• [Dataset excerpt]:
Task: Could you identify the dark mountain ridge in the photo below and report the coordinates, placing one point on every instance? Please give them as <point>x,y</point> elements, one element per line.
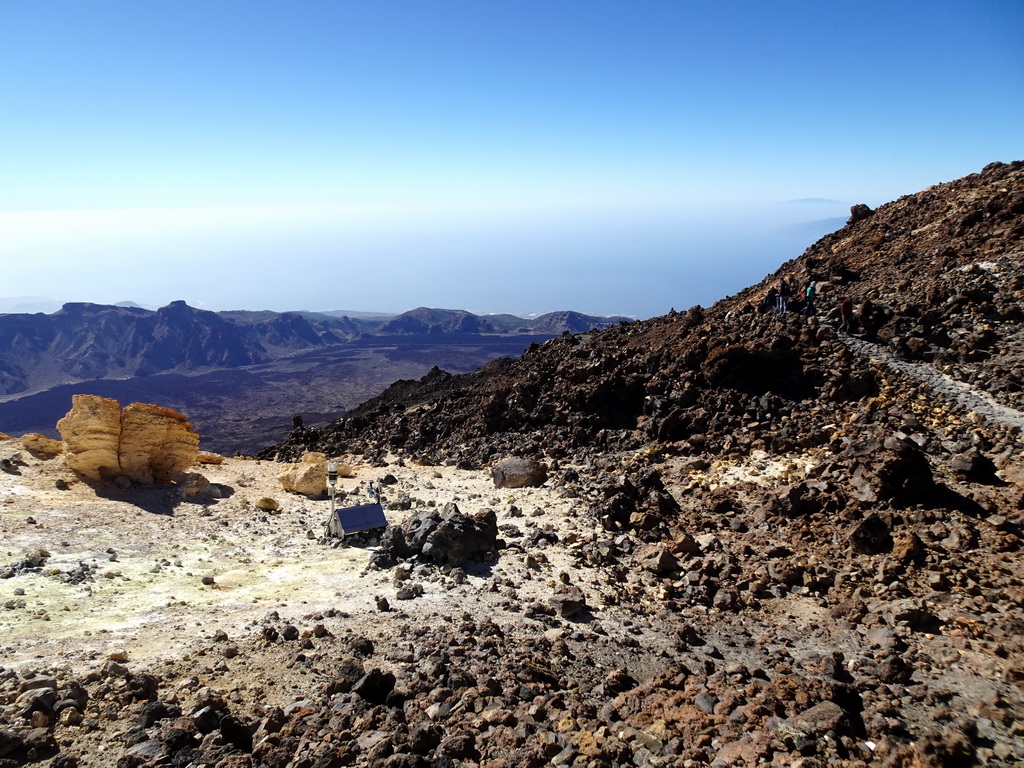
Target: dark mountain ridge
<point>936,276</point>
<point>84,341</point>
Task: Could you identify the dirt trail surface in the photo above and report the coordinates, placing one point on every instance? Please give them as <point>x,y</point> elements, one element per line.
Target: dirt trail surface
<point>972,398</point>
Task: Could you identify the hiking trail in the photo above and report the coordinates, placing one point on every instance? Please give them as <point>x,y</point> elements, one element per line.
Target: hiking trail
<point>972,398</point>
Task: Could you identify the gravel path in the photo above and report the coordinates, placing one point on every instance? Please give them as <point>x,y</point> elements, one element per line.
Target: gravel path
<point>972,398</point>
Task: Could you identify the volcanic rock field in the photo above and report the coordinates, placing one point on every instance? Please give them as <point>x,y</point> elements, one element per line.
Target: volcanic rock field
<point>762,540</point>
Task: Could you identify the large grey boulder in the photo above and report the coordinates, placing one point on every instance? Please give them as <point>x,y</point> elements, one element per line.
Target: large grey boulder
<point>518,473</point>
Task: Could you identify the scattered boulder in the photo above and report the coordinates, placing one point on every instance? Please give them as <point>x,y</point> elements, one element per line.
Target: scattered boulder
<point>42,446</point>
<point>859,212</point>
<point>519,473</point>
<point>267,504</point>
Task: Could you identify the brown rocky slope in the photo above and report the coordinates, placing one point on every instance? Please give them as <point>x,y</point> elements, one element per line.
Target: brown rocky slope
<point>761,542</point>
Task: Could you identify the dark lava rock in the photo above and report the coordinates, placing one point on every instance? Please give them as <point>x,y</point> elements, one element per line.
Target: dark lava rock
<point>568,601</point>
<point>375,686</point>
<point>974,466</point>
<point>871,537</point>
<point>441,537</point>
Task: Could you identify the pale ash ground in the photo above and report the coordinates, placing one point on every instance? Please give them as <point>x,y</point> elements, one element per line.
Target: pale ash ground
<point>147,597</point>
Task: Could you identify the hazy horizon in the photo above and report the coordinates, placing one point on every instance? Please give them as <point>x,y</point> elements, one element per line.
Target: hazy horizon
<point>498,157</point>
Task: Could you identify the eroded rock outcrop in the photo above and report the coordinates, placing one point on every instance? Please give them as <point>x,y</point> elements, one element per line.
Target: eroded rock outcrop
<point>306,476</point>
<point>143,442</point>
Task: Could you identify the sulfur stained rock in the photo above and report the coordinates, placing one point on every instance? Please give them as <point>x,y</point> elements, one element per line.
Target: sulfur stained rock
<point>156,443</point>
<point>91,430</point>
<point>146,443</point>
<point>307,476</point>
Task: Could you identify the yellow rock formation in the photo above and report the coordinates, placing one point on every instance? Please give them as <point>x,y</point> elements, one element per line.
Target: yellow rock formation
<point>146,443</point>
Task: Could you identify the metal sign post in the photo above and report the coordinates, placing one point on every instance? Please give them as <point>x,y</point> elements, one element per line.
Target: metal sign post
<point>332,479</point>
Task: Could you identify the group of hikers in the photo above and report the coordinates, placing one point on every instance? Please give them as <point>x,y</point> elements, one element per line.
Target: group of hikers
<point>781,299</point>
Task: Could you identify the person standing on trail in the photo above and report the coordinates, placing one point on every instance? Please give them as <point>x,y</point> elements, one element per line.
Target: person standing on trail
<point>783,296</point>
<point>846,314</point>
<point>810,293</point>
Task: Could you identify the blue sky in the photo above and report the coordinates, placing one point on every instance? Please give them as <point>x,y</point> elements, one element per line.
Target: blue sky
<point>606,157</point>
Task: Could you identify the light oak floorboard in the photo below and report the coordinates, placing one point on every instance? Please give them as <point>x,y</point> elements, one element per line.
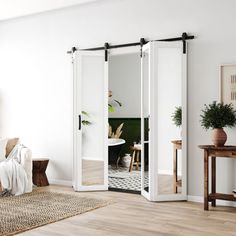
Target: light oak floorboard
<point>131,214</point>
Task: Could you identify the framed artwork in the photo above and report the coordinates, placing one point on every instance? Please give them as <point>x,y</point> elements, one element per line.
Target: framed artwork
<point>228,84</point>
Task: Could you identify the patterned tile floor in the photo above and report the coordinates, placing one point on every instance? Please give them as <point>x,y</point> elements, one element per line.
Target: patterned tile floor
<point>122,179</point>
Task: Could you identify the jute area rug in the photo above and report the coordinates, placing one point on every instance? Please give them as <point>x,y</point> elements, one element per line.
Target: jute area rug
<point>28,211</point>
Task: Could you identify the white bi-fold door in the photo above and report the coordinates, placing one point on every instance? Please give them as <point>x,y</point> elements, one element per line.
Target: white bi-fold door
<point>90,154</point>
<point>163,86</point>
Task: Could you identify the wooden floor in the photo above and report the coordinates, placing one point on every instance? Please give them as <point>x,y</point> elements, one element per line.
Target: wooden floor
<point>132,215</point>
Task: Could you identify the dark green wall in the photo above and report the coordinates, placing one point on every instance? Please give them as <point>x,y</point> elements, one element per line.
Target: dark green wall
<point>131,131</point>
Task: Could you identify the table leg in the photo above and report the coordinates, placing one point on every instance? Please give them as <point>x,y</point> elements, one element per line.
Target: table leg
<point>213,178</point>
<point>131,162</point>
<point>175,170</point>
<point>206,175</point>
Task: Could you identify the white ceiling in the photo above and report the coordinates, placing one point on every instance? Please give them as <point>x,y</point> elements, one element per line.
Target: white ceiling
<point>15,8</point>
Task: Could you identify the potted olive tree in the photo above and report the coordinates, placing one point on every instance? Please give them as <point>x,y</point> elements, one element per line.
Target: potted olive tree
<point>177,116</point>
<point>218,116</point>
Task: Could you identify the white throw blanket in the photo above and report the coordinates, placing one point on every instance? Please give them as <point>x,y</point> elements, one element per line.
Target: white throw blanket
<point>12,175</point>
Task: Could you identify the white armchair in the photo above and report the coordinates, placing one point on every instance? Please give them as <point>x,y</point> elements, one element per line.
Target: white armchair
<point>26,160</point>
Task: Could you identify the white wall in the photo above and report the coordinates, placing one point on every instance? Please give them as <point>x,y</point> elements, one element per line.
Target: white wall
<point>35,72</point>
<point>125,84</point>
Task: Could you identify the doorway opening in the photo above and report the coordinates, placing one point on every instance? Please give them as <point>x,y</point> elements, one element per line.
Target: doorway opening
<point>124,119</point>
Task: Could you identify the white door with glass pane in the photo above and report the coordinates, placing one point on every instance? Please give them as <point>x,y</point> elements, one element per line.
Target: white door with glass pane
<point>164,86</point>
<point>90,154</point>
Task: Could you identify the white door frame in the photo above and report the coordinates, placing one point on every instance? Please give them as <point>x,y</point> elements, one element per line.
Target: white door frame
<point>153,194</point>
<point>77,133</point>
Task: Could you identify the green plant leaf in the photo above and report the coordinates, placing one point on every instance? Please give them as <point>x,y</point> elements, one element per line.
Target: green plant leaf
<point>218,115</point>
<point>119,103</point>
<point>177,116</point>
<point>85,113</point>
<point>110,108</point>
<point>86,122</point>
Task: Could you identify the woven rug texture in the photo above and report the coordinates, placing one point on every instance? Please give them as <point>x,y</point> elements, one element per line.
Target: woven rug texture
<point>28,211</point>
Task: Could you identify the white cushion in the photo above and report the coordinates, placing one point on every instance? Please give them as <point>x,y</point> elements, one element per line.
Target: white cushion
<point>3,144</point>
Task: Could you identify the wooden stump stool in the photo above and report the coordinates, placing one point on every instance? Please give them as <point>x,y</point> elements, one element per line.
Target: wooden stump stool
<point>135,159</point>
<point>39,176</point>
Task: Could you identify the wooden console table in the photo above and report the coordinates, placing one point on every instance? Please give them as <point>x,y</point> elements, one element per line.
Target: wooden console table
<point>213,152</point>
<point>177,145</point>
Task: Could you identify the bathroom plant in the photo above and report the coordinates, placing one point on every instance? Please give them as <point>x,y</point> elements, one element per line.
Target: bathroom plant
<point>177,116</point>
<point>85,120</point>
<point>112,102</point>
<point>218,116</point>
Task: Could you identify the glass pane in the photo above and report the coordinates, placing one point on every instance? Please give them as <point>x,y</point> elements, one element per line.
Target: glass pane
<point>146,117</point>
<point>92,120</point>
<point>169,120</point>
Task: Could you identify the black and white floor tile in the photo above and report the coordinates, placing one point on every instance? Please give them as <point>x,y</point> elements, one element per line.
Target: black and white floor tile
<point>121,178</point>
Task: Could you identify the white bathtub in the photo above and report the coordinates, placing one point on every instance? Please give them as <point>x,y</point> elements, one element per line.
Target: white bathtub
<point>114,148</point>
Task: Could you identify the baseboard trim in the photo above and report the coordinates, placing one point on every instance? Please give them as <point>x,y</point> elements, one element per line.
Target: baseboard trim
<point>60,182</point>
<point>200,199</point>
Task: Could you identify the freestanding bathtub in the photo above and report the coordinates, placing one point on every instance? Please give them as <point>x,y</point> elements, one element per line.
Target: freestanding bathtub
<point>114,148</point>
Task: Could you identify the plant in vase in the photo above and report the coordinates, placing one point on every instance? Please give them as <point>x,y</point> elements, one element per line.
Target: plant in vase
<point>112,102</point>
<point>177,116</point>
<point>85,117</point>
<point>218,116</point>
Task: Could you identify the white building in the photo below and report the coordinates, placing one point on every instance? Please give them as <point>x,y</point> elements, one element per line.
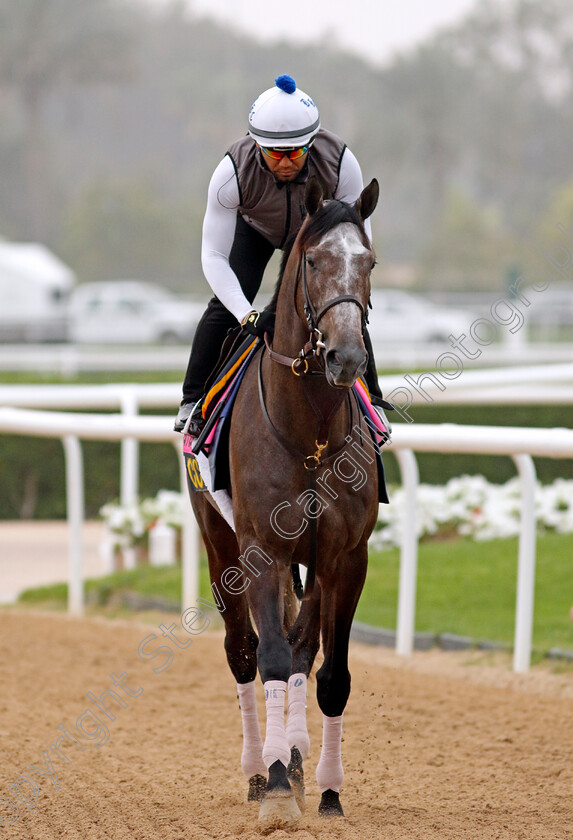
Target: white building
<point>34,289</point>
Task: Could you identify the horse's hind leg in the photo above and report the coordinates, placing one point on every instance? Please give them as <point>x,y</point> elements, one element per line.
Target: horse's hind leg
<point>241,648</point>
<point>304,637</point>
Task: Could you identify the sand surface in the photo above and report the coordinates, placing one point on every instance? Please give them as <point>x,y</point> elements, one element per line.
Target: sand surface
<point>434,747</point>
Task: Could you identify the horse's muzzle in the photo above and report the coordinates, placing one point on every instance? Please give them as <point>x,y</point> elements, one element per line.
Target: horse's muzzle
<point>344,364</point>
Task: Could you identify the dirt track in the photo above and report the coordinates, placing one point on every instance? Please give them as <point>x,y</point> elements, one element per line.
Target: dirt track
<point>433,748</point>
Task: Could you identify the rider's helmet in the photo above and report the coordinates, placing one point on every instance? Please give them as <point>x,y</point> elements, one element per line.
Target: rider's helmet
<point>284,116</point>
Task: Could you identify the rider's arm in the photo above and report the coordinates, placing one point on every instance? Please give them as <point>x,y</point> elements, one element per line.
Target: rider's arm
<point>218,235</point>
<point>350,183</point>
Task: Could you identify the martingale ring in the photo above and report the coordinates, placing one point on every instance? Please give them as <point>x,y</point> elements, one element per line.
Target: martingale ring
<point>296,362</point>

• [WORK TO BE COMPLETED]: Could you transcribe, word for word, the stretch of the listing from the line containing "Task: Could you identify the wooden floor" through the line containing "<point>132,215</point>"?

• [FINAL ANSWER]:
Task: Could you identify the wooden floor in the photo above and report the coordinates, placing one point on every instance? Please give them as <point>x,y</point> elements, one element per line.
Target: wooden floor
<point>132,215</point>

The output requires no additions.